(Image point grounding data)
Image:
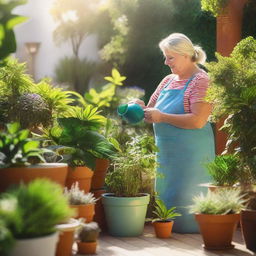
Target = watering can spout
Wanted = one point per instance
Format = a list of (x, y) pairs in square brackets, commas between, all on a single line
[(133, 113)]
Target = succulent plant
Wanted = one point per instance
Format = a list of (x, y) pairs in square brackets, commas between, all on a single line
[(77, 196)]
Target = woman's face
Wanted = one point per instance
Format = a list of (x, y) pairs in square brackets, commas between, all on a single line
[(177, 63)]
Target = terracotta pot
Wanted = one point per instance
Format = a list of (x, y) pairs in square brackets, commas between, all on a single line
[(163, 229), (99, 174), (86, 211), (87, 247), (100, 217), (80, 174), (66, 237), (217, 230), (248, 225), (56, 172)]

YOUR GOAL: Copy out the entries exactly as they stand, omitting the images.

REPLY TO THE TASK:
Image:
Target = watering can spout
Wanted = one point per instance
Format = a list of (x, y) pairs in square brackets, commas between, all on a single line
[(133, 113)]
Target = succulent plant
Wanted = one point per instance
Format = a list of (x, y) pairs in square brackets, commas between, all on a single line
[(77, 196)]
Target = woman's face
Wanted = one point per instance
Format = a list of (x, y) pairs in square brackets, commas between, all on a single line
[(177, 63)]
Target = terracotta pot
Wanted = one point per instance
Format = a list of (x, y) pairs in square brackets, commas between, all on a single line
[(163, 229), (99, 174), (86, 211), (87, 247), (100, 217), (80, 174), (66, 237), (217, 230), (248, 225), (56, 172)]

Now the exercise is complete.